Credit: Zen Sekigawa/Courtesy of N/Naka

N/Naka, Los Angeles, California, USA

I said it the first time I ate at n/naka more than five years ago, and I’ll say it again now: Meals at Niki Nakayama’s small, elegant restaurant unfold like poetry, flavors and dishes acting as phrases and stanzas in one long, lyrical, and utterly profound experience.

Nakayama was born and raised in the suburbs of Los Angeles but spent years in Japan training in the art of kaiseki, the traditional, multi-course Japanese style of dining that focuses on seasonality and ritual. In 2011 she opened n/naka in an unmarked building on an unremarkable stretch of road in Palms, a mostly residential neighborhood in West Los Angeles. There, along with her sous chef and wife Carole Iida-Nakayama, Nakayama presents an intensely personal version of kaiseki, one that is almost as Californian as it is Japanese.

Over 12 courses, diners move through a series of complex dishes that showcase seasonal Southern Californian ingredients assembled in elaborate and beautiful combinations. Raw wild sea bream comes curled on the plate, intertwined with celtuce, Jade Beauty green tomato, buddha’s hand citron, and hibiscus and begonia flowers, and seasoned lightly with ume ponzu. Traditional sashimi is followed by a grilled dish of Spanish mackerel with kelp and black garlic oil, then a steamed dish of sweet shrimp with Santa Barbara uni.

━━━━━━━━━━━━━━━━━━━━━━━━━━━━━━

**Task A:**
In the n/naka text, what year did Nakayama open the restaurant?

**Exercise data:**
━━━━━━━━━━━━━━━━━━━━━━━━━━━━━━

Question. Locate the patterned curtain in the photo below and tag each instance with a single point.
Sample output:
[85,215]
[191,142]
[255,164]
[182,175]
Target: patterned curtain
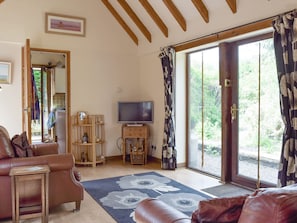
[285,44]
[167,57]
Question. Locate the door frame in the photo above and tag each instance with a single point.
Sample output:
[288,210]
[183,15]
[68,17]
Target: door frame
[27,86]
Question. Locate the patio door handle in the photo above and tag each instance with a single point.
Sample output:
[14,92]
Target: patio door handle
[233,111]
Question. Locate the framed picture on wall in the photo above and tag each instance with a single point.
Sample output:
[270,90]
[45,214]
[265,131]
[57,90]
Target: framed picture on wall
[64,24]
[5,72]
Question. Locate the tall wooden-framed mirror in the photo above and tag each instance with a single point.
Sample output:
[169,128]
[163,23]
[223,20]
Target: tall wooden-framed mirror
[46,96]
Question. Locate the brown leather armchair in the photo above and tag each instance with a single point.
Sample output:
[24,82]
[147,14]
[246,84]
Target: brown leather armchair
[273,205]
[64,185]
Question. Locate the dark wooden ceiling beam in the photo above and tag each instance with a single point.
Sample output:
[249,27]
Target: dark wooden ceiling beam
[176,13]
[202,9]
[121,21]
[136,20]
[232,5]
[150,10]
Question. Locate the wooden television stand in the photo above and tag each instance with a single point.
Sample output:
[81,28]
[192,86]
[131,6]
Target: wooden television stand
[135,131]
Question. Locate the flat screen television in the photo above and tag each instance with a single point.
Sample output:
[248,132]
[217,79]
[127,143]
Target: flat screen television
[135,112]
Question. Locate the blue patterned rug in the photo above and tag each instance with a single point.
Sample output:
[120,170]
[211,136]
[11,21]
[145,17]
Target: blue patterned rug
[119,196]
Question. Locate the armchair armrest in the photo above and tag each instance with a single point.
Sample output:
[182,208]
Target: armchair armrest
[42,149]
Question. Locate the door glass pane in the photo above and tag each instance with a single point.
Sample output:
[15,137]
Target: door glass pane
[204,120]
[259,121]
[36,120]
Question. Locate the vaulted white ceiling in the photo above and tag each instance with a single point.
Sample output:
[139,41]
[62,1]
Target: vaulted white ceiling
[146,18]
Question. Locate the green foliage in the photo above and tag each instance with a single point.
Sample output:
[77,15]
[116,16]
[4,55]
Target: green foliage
[257,82]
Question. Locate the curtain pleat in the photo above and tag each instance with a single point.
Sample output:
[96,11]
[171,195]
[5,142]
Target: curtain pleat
[167,57]
[285,44]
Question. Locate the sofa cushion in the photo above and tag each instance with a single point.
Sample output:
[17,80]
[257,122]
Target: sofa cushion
[273,205]
[219,210]
[6,149]
[21,145]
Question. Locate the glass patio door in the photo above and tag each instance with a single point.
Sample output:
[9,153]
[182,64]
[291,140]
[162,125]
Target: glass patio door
[204,112]
[256,116]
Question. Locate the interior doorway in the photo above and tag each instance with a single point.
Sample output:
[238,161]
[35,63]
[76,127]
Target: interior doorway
[46,96]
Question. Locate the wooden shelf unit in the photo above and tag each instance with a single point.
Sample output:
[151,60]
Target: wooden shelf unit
[91,152]
[135,132]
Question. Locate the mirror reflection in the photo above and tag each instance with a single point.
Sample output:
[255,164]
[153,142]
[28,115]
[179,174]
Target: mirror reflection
[49,98]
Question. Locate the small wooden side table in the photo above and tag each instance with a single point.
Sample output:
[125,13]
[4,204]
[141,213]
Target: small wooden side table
[29,173]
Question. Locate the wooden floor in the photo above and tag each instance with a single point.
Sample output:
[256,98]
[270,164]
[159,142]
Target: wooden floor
[91,212]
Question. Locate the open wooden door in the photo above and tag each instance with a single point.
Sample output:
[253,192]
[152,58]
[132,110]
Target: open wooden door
[26,89]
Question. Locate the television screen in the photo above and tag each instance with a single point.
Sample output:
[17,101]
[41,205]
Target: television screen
[135,112]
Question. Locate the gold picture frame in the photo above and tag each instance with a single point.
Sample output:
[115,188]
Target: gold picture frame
[64,24]
[5,72]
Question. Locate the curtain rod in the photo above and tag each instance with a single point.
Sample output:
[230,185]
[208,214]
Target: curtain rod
[227,30]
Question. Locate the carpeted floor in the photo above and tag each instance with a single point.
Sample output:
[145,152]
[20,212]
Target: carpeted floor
[119,196]
[227,190]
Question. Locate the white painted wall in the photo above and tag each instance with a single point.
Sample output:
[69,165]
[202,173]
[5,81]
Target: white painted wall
[106,65]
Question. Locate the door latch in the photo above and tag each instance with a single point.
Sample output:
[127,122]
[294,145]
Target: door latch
[233,112]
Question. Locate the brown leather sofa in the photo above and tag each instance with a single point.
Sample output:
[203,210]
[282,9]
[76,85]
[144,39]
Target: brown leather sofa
[64,185]
[273,205]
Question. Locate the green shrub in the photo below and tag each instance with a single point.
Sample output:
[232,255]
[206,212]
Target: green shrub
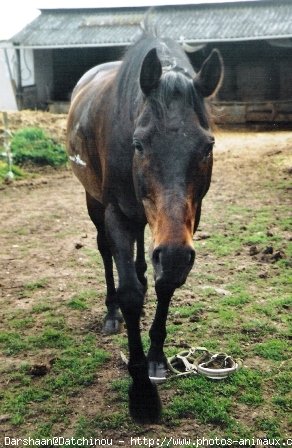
[34,146]
[4,168]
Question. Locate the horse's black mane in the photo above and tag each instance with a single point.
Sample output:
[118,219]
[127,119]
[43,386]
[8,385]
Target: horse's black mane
[176,80]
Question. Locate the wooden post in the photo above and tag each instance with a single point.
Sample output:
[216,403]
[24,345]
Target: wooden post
[19,90]
[7,147]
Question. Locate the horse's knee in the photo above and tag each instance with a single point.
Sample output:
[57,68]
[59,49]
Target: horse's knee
[131,301]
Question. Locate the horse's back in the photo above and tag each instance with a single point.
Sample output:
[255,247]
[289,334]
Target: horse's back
[86,128]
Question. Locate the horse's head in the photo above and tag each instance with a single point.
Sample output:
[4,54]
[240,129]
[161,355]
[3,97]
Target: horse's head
[173,159]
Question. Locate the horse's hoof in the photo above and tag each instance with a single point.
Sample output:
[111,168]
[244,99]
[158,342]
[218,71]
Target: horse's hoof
[112,324]
[157,371]
[144,403]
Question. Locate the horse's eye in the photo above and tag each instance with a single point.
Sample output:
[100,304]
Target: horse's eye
[138,146]
[208,150]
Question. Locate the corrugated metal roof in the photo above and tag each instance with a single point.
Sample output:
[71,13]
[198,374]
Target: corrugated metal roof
[190,23]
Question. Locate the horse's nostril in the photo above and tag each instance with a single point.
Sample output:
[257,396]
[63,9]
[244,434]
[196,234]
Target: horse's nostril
[191,257]
[156,256]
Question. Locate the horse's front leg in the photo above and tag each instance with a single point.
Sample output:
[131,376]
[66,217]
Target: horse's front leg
[144,402]
[157,364]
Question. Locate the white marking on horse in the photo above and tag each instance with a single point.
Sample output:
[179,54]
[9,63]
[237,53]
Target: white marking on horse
[76,159]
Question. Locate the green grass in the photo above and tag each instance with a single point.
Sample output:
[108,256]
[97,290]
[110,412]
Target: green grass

━━━━━━━━━━━━━━━━━━━━━━━━━━━━━━

**Task B:**
Count the lines in the listing that contain the string "green". Reply with only the number.

**Full response A:**
2011

**Full response B:**
6